§ Request
Please rewrite the records as a numbered list, beginning with the first line and stopping after the line that contains "[[150,173],[197,173],[197,154],[195,152],[152,152]]". Skip the blank lines, and leave the pictures out.

[Segmentation labeling items]
══════════

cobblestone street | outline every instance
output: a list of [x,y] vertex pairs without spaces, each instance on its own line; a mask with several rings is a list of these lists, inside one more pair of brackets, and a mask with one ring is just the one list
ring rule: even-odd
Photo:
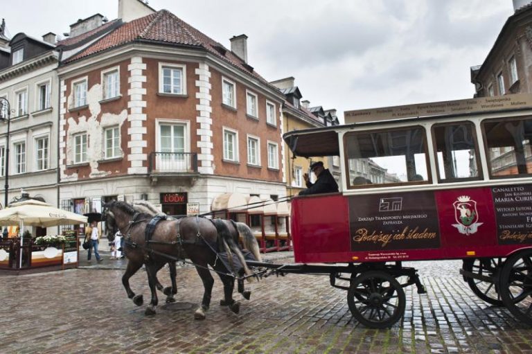
[[[419,269],[427,293],[405,289],[402,321],[372,330],[353,319],[346,292],[327,276],[299,274],[247,285],[251,299],[240,300],[239,315],[218,305],[216,279],[207,319],[195,320],[203,287],[189,267],[178,269],[177,302],[166,305],[159,292],[157,314],[147,317],[144,272],[131,279],[144,295],[136,307],[122,287],[125,262],[104,257],[77,269],[0,277],[0,353],[532,353],[531,329],[473,295],[461,261],[405,263]],[[169,285],[167,269],[159,278]]]

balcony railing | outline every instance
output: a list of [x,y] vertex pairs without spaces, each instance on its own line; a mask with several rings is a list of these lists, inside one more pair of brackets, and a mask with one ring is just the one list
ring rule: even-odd
[[150,173],[197,173],[197,154],[195,152],[152,152]]

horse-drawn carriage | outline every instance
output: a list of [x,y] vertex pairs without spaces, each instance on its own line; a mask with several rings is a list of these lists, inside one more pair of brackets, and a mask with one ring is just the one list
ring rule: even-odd
[[[351,112],[357,123],[285,134],[295,155],[339,157],[342,191],[292,200],[296,263],[247,265],[257,276],[328,275],[357,320],[385,328],[403,315],[403,287],[425,292],[402,262],[462,259],[475,294],[532,325],[531,103],[520,95]],[[134,215],[122,222],[125,235]],[[195,247],[197,222],[168,227],[167,244],[150,247],[175,245],[175,235]],[[212,278],[203,280],[208,307]]]
[[532,325],[532,99],[498,98],[353,112],[360,123],[285,134],[296,155],[339,156],[343,191],[292,200],[299,264],[270,267],[328,274],[356,319],[385,328],[403,315],[403,287],[425,292],[402,262],[463,259],[475,294]]

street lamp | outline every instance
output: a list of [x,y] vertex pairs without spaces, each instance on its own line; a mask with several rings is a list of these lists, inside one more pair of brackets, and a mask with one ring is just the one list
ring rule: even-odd
[[4,196],[4,208],[8,206],[8,192],[9,191],[9,125],[11,121],[10,116],[11,107],[9,105],[9,101],[5,97],[0,97],[0,121],[8,121],[8,133],[6,135],[6,156],[4,156],[6,161],[6,163],[4,164],[6,168],[6,185],[4,186],[6,195]]

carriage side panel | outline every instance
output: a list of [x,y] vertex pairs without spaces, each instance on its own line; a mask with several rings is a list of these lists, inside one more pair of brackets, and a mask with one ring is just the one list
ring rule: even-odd
[[349,259],[347,200],[339,194],[292,200],[291,233],[296,262]]

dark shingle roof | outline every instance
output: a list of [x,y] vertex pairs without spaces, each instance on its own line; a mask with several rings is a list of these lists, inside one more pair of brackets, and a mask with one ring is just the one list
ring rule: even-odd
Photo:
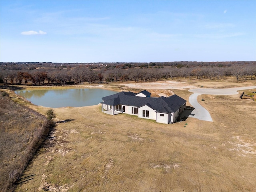
[[135,95],[132,92],[120,92],[102,98],[104,101],[101,103],[112,106],[122,104],[138,107],[146,105],[156,112],[170,113],[175,112],[186,102],[176,95],[167,98],[136,97]]
[[146,96],[150,96],[150,95],[151,94],[149,92],[148,92],[148,91],[146,91],[146,90],[144,90],[144,91],[141,91],[139,93],[138,93],[135,94],[135,95],[137,95],[137,94],[140,94],[140,93],[144,94]]

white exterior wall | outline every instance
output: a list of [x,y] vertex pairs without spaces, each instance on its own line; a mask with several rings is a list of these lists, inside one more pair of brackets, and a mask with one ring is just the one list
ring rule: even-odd
[[138,107],[136,107],[135,106],[129,106],[128,105],[126,105],[125,106],[125,113],[127,113],[127,114],[129,114],[129,115],[133,115],[138,116],[138,114],[134,114],[133,113],[132,113],[132,107],[138,108]]
[[[149,112],[149,117],[143,117],[143,110],[145,110],[146,111],[148,111]],[[154,109],[152,109],[150,107],[147,106],[146,105],[144,105],[144,106],[142,106],[142,107],[139,108],[139,111],[138,111],[138,115],[139,117],[140,118],[144,118],[144,119],[153,119],[154,120],[156,120],[156,113]]]
[[[128,106],[128,105],[122,105],[122,108],[123,108],[124,107],[124,107],[125,107],[125,112],[124,112],[124,111],[123,111],[123,113],[126,113],[126,114],[129,114],[129,108],[130,107],[130,106]],[[131,108],[131,113],[132,113],[132,108]]]
[[[162,114],[164,116],[160,116],[160,114]],[[169,121],[169,114],[168,113],[163,113],[160,112],[156,113],[156,122],[168,124]]]
[[146,96],[144,94],[142,93],[140,93],[138,94],[137,94],[135,96],[136,97],[146,97]]

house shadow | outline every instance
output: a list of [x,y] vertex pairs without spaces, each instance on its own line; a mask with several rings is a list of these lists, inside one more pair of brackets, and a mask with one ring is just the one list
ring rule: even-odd
[[186,106],[185,110],[182,112],[180,115],[181,120],[186,121],[190,115],[195,115],[192,113],[193,110],[195,109],[194,107],[191,107],[190,106]]

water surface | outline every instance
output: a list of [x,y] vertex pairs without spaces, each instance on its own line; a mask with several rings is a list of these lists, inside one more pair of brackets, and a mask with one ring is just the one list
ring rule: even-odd
[[97,105],[101,98],[118,92],[102,89],[19,90],[18,95],[36,105],[58,108]]

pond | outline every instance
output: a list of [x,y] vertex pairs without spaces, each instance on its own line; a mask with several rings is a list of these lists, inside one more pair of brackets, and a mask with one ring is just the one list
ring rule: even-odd
[[15,91],[35,105],[58,108],[97,105],[102,98],[118,92],[102,89],[19,90]]

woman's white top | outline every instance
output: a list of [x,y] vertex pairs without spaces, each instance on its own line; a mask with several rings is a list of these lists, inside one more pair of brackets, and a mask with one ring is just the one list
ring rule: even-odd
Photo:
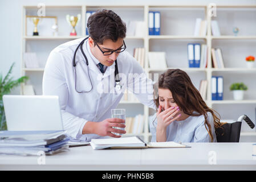
[[[207,119],[212,127],[213,142],[216,142],[213,115],[209,112],[207,114]],[[151,117],[152,119],[149,122],[150,130],[152,135],[151,142],[156,142],[157,119],[156,117],[156,114]],[[156,119],[153,121],[155,119]],[[205,118],[203,115],[198,117],[189,116],[183,121],[173,121],[166,128],[166,142],[211,142],[210,135],[205,128],[204,122]]]
[[[85,141],[101,138],[96,134],[82,134],[88,121],[102,121],[111,118],[111,109],[115,109],[124,92],[133,93],[139,101],[155,107],[153,100],[153,83],[138,61],[128,52],[119,54],[117,59],[122,90],[115,90],[115,63],[108,67],[104,74],[97,68],[99,60],[92,54],[88,40],[83,49],[88,59],[92,90],[88,67],[80,48],[76,56],[76,72],[72,65],[74,51],[84,38],[70,41],[52,50],[48,58],[43,78],[43,94],[58,96],[62,113],[64,129],[71,136]],[[139,86],[140,85],[140,86]]]

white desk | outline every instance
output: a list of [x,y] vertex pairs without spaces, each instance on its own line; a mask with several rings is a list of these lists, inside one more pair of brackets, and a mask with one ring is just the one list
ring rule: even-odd
[[67,152],[46,156],[45,164],[41,165],[38,164],[39,156],[0,155],[0,170],[256,170],[252,143],[185,144],[192,147],[72,147]]

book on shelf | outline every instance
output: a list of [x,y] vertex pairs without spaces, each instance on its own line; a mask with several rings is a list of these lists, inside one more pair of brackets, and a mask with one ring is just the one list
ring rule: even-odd
[[217,20],[211,21],[212,34],[213,36],[221,36],[220,27]]
[[90,142],[94,150],[103,148],[186,148],[190,146],[174,142],[145,143],[139,136],[119,138],[92,139]]
[[39,68],[38,59],[35,52],[25,52],[23,55],[23,59],[26,68]]
[[201,61],[200,68],[207,68],[208,57],[208,48],[206,44],[203,44],[201,45]]
[[223,77],[212,77],[212,100],[223,100]]
[[165,52],[149,52],[149,67],[153,69],[167,69]]
[[204,100],[206,100],[207,80],[201,80],[199,92]]
[[141,134],[143,133],[144,126],[143,115],[138,114],[135,117],[125,118],[125,131],[127,134]]
[[145,48],[144,47],[135,48],[133,49],[133,57],[138,61],[142,68],[144,68]]
[[207,32],[207,22],[201,18],[196,19],[194,36],[205,36]]
[[148,13],[148,34],[149,35],[160,35],[160,12],[149,11]]
[[200,44],[188,44],[189,68],[200,68],[201,65],[201,46]]
[[253,143],[253,156],[256,156],[256,143]]
[[144,21],[129,21],[127,26],[127,36],[144,36],[146,24]]
[[225,68],[224,61],[220,48],[212,48],[212,67],[214,68]]
[[[95,13],[95,11],[86,11],[86,24],[87,24],[88,19],[89,19],[89,17]],[[88,32],[88,28],[87,26],[86,26],[86,34],[87,35],[89,35],[89,32]]]

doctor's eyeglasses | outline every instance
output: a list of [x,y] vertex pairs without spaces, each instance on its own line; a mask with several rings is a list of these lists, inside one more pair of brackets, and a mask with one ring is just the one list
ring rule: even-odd
[[99,46],[99,45],[95,42],[94,42],[94,43],[95,43],[96,46],[97,46],[97,47],[99,48],[99,49],[100,50],[100,51],[101,51],[101,52],[103,54],[103,55],[108,56],[108,55],[112,55],[114,52],[115,53],[119,53],[122,52],[123,51],[125,50],[125,49],[126,49],[126,45],[125,45],[125,43],[124,43],[124,41],[123,41],[123,42],[124,42],[124,45],[123,45],[123,46],[124,46],[124,47],[120,48],[117,49],[116,50],[107,51],[102,51],[101,49],[100,48],[100,47]]

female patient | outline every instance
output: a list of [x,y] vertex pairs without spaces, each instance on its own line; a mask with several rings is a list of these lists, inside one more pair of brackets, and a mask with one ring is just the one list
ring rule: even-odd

══════════

§ Expected answer
1. cobblestone street | outline every instance
2. output: a list of [x,y] vertex pairs without spaces, each instance on its own line; a mask with several rings is a list of these lists, inside one more pair of brackets, and a mask with one ring is just the one list
3. ring rule: even-odd
4. Photo:
5. [[[419,269],[427,293],[405,289],[402,321],[372,330],[353,319],[346,292],[327,276],[299,274],[247,285],[251,299],[240,300],[239,315],[218,305],[216,279],[207,319],[195,320],[203,287],[189,267],[178,269],[177,302],[166,305],[159,292],[157,314],[147,317],[144,272],[131,279],[144,295],[136,307],[122,287],[125,262],[104,257],[77,269],[0,277],[0,353],[532,353],[531,329],[473,295],[461,261],[405,263]],[[169,285],[167,269],[159,278]]]
6. balcony railing | outline every instance
7. output: a list of [x,y] vertex pairs without spaces, each instance on its own line; a mask with several rings is a list of these lists, inside one more pair of brackets, and a mask with one ring is just the one list
8. ring rule: even-odd
9. [[150,173],[197,173],[197,154],[195,152],[152,152]]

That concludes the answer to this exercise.